Skip the pictures. Repeat everything else in the records word for word.

[Entries from a point annotation set]
%%

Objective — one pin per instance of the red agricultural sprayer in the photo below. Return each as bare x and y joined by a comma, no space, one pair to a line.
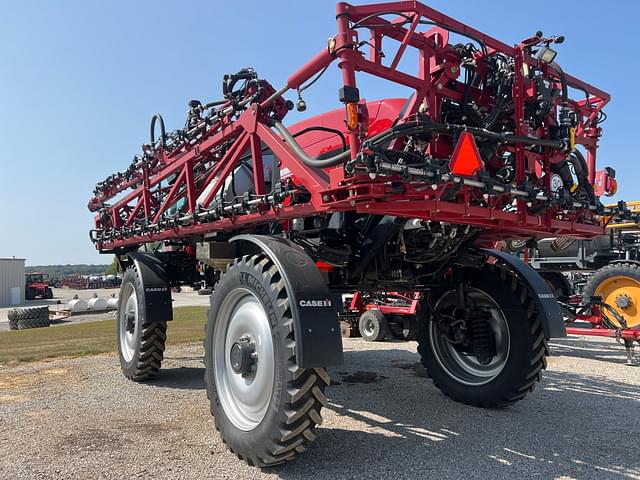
404,194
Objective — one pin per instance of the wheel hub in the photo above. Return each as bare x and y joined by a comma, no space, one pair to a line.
131,321
623,301
243,356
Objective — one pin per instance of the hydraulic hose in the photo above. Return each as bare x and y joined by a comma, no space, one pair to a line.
563,83
157,117
310,161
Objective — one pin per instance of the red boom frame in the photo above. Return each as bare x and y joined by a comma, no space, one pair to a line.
166,178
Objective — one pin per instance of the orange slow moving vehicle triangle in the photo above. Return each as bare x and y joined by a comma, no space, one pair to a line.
466,160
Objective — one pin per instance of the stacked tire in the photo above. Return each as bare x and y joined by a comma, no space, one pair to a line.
28,317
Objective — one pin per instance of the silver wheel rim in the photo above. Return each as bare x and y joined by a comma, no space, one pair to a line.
244,398
461,366
369,327
128,318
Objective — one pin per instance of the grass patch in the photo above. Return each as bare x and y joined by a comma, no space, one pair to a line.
91,338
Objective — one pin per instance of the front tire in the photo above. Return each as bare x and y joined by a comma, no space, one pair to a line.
373,326
520,345
141,342
265,406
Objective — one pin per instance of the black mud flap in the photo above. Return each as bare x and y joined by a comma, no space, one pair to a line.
155,285
552,319
314,309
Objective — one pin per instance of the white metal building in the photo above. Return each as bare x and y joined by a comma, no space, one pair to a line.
11,281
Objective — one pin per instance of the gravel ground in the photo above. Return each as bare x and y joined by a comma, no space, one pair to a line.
79,418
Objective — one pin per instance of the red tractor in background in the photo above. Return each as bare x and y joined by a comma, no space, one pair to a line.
375,317
491,142
37,286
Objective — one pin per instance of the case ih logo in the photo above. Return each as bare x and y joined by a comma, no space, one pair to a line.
316,303
156,289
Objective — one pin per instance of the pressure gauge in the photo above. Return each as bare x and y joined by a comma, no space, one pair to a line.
556,182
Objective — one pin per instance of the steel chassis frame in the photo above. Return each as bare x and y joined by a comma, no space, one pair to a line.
251,129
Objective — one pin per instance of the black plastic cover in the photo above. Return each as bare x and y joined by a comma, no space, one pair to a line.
552,319
155,285
314,309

%%

● The answer:
Objective — one pin per instance of the red agricultural sprayer in the photo below. Return each as bare x and y joined by a comma, no space, one pair to a line.
404,194
Objective — one pin per instance of the wheel hub in the photo above. Return each as bare x and y joined by a comma, no space, one pair to a line.
131,321
623,301
243,356
Objective — one pin per instance of the hydraulic hose in the photo above. Return each as bare x and y joined by a comma, no space, one pair to a line.
563,83
157,117
310,161
Objective — one pin per instance of the red boom frame in the photo above. Return each as bare x and y joined by a comma, no space, one pair to a line.
166,178
Objective — one pin per instance of the orange slow moving vehicle triangle in the photo above. Return each as bare x and y joined by a comma, no space, one pair to a line.
466,160
Objective — one pin per instance of the stacked tire in the photo above. Return each as bare x and y joined by a comma, no space, one pair to a line.
28,317
Objective — one pin per instance of the silver wheel rim in the photo above. Return each as bare x and y joined by a comma, no space, one pair to a line.
244,398
461,366
369,327
128,318
Objective — one pin per instance of the grass patch in the photo above. Return each as bare x and y joined by a comma, no space, one pair to a line.
91,338
Objective — one pin per instance of the front tire in the photo above. Return each as bare x and y joined by a comma, no space, one pair to a line.
373,326
520,345
141,342
265,406
Objective — one pin per instance of the black mud flap in the photo above. Return each as bare x and y joined by a comma, no space, one pair to a line.
155,285
552,319
314,309
Objective — one pin per instance of the white metal building in the photo above. Return each as bare x and y joined by a comma, no space, one pair to a line.
11,281
Objective — one pin per instance of the gravel ground in the photo above. Return each as bare x and y joined by a comma, no space, one pair to a line.
79,418
Objective — one pin per instance of the red tractor in background in the photo above. Return each as bare x and y joined by a comma, no space, one pair to a line.
375,317
491,142
37,286
Objective — one pin per instance of the case ih logo in the photo above. Return each as bare x and y joined by a comma, no space, one pair to a line.
316,303
156,289
Objective — one pin per instance of the pressure gauge in the photo above. Return each as bare x and y joined by a comma, no space, one pair to a line.
556,182
Objective — one pin per instance of the steel chassis frame in the photo above. Return each as bare x and y joined by a comma, no space, one pair to a line.
251,129
Objective — one pin per instance of the black plastic cover in the photo above. Return each as bare x and y joined by a comma, no space, one pair to a line.
552,319
155,285
314,309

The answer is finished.